Entries taken from a collection
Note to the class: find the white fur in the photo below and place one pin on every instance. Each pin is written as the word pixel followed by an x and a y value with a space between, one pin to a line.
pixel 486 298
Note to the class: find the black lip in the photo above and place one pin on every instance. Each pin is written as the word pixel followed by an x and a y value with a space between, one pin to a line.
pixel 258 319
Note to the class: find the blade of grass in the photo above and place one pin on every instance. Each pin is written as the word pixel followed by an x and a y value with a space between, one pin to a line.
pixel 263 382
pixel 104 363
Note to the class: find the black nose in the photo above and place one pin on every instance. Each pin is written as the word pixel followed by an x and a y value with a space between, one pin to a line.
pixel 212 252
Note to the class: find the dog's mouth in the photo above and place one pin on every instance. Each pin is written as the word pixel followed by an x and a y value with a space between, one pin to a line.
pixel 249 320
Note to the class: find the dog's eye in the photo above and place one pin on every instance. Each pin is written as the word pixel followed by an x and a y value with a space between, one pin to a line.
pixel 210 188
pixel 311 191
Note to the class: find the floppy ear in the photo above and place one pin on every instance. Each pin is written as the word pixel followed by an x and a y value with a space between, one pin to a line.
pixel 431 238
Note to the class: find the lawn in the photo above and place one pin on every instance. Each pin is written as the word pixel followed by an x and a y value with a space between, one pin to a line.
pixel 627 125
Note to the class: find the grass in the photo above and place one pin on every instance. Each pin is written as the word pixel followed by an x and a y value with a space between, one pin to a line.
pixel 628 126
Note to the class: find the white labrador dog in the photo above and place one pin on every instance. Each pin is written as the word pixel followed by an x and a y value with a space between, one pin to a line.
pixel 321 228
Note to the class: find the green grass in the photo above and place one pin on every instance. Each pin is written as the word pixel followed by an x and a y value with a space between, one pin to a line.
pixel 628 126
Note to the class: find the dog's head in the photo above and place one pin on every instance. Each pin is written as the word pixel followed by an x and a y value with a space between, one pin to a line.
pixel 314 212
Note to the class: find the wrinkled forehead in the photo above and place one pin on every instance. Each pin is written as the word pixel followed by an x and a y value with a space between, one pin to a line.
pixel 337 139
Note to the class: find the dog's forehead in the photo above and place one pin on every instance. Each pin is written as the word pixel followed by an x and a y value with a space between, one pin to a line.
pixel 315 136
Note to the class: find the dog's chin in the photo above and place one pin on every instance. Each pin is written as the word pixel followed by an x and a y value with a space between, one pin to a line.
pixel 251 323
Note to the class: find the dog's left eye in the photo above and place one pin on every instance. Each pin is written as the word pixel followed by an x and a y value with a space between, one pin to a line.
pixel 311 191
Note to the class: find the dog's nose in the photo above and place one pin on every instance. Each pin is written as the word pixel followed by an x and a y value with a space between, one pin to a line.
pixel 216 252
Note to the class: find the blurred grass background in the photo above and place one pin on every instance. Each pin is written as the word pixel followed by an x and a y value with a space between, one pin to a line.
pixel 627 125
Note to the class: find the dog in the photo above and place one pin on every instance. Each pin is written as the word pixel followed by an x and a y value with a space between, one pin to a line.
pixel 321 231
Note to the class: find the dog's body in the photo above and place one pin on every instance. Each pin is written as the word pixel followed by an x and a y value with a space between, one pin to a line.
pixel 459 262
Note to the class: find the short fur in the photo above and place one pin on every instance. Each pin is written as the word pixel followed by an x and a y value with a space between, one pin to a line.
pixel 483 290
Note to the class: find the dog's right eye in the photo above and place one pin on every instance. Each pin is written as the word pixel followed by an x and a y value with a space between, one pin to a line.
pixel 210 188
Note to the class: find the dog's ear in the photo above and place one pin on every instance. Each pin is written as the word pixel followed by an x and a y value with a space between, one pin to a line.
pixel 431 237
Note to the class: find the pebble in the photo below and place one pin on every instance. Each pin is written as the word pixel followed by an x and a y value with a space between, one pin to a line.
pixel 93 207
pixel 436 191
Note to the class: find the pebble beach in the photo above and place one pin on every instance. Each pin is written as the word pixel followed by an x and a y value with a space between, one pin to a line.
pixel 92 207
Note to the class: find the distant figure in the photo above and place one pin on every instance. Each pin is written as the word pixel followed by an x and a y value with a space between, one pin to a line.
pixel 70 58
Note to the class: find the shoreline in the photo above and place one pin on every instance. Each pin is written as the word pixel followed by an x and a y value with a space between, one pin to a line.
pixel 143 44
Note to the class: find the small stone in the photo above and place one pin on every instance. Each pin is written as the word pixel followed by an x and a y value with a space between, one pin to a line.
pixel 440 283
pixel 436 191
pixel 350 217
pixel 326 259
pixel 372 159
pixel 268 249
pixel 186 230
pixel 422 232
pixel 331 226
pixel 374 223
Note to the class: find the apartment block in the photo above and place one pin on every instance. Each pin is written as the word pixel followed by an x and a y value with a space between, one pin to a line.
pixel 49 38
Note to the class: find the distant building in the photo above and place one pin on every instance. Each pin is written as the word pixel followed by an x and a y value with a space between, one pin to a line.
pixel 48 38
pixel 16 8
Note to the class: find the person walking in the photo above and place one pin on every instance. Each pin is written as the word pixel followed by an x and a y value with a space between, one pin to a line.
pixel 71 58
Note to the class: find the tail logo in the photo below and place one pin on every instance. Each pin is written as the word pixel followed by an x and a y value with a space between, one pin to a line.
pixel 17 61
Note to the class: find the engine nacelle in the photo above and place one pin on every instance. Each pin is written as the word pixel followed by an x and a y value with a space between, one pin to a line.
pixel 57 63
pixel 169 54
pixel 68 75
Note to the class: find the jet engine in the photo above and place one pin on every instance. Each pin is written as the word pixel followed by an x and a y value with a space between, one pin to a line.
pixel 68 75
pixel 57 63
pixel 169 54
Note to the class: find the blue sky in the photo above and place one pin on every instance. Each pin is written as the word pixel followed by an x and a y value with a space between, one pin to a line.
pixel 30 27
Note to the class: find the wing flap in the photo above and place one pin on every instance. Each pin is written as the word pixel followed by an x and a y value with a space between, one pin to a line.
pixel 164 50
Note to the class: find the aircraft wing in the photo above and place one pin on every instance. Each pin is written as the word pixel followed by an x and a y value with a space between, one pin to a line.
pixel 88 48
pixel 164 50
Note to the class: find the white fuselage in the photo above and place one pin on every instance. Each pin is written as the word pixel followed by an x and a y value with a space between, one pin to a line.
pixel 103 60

TASK DETAILS >> Quote, word for word, every line starting at the one that contains "Note to the class: find the tail" and ending with the final line of the entries.

REPLY TO THE TASK >>
Note to the class: find the tail logo in the photo below and place one pin on every instance. Each pin is written as the word pixel followed by an x and a y value with a space between, one pin to a line.
pixel 17 61
Note to the class: find the engine nacelle in the photo above and place one pin on every instance. Each pin is written as the word pixel followed by an x and a y value with a space between, one pin to a line.
pixel 57 63
pixel 169 54
pixel 68 75
Note to the class: find the jet engine in the photo above and place one pin on every instance. Each pin is written as the word pixel followed by an x and a y value with a space between, one pin to a line.
pixel 68 75
pixel 57 63
pixel 169 54
Note to the class: find the blue sky in the photo above and place one pin on every instance. Each pin is written as the word pixel followed by an x and a y value with a space between, one pin to a line.
pixel 30 27
Note to the class: find the wing flap in the photo above and place one pin on every instance. Each pin is written as the word pixel followed by an x and a y value with a space between, one pin to a line.
pixel 164 50
Note to the class: find the aircraft wing in the photo above and place one pin on every instance. Each pin is written as the word pixel followed by an x and a y value with a space between, one pin to a line.
pixel 88 48
pixel 164 50
Note to the class: find the white fuselage in the photo above and place one pin on every instance. Each pin is written as the word pixel followed by an x and a y value with a space between, one pin to a line.
pixel 103 60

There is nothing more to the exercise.